(Beginning of The input)

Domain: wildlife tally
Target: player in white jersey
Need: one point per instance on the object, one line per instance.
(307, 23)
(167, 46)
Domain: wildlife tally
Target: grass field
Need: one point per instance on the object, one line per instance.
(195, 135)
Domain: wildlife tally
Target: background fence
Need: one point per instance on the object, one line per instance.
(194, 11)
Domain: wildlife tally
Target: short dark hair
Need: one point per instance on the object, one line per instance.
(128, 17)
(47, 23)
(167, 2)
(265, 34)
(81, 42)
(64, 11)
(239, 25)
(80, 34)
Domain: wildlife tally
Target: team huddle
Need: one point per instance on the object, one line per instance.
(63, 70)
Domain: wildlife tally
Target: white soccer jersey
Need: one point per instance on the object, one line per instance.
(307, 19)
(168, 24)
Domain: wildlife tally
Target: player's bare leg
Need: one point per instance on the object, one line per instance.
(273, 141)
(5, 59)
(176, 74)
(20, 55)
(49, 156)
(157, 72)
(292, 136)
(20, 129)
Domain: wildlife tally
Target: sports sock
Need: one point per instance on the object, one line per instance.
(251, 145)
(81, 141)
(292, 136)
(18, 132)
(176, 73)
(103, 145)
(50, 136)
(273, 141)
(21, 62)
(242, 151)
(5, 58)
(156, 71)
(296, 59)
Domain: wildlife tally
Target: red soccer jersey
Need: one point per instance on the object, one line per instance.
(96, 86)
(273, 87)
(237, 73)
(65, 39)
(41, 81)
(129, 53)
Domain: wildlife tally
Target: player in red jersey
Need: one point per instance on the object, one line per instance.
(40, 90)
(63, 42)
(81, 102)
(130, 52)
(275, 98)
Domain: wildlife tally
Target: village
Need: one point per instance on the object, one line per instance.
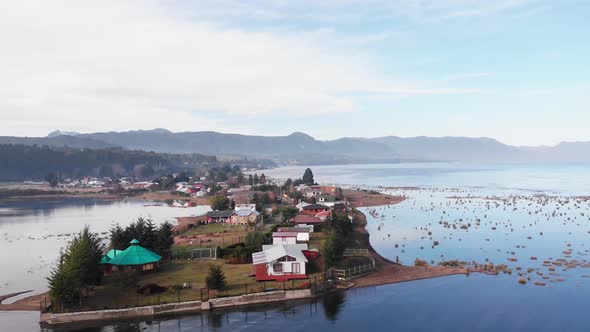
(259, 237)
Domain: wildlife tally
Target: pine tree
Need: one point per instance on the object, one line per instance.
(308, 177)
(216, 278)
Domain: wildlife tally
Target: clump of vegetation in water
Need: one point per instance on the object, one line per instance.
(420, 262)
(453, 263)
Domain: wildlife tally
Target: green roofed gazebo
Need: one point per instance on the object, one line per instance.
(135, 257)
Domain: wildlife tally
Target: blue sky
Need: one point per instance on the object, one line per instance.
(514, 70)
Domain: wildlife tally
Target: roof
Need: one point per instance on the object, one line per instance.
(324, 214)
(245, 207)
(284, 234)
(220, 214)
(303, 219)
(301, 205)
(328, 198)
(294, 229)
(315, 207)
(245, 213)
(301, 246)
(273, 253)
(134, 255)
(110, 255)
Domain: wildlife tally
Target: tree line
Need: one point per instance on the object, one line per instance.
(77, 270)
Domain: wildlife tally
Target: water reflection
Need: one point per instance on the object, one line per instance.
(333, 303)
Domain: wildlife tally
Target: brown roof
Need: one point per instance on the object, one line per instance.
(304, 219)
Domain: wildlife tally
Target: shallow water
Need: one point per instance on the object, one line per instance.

(End of The input)

Go through the records above and copy every line holding the word "jersey".

Target: player in white jersey
Target: white soccer jersey
Target: red soccer jersey
Target: player in red jersey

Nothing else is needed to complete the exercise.